### EXERCISE PROMPT:
Go over the records and count each line that has the string "person". Give the number and nothing else.
######
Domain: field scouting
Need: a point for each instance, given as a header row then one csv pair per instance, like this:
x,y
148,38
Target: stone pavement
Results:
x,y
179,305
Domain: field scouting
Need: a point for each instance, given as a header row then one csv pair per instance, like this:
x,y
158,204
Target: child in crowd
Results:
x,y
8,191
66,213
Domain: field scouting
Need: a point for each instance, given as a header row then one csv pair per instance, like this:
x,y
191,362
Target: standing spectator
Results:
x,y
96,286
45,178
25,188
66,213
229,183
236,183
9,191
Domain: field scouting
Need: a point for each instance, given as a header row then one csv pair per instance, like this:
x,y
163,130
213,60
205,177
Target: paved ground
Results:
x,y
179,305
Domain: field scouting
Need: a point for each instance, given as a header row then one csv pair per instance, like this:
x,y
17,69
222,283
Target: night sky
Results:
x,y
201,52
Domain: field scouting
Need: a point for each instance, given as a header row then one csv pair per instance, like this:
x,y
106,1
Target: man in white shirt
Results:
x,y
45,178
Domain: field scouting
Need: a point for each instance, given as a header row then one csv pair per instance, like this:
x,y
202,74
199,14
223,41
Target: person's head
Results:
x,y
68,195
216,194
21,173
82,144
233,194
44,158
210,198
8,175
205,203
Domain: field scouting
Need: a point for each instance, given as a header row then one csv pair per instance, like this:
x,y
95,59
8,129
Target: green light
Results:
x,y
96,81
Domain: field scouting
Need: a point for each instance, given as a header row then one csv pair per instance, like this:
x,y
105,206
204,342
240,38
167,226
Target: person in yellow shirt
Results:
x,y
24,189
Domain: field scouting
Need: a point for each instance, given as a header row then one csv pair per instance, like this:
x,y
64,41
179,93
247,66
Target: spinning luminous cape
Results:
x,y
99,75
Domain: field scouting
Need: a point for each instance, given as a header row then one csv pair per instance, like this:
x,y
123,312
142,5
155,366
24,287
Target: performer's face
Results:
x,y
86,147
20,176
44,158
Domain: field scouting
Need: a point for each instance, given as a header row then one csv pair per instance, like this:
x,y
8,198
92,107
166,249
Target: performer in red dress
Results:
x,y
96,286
######
### ANSWER:
2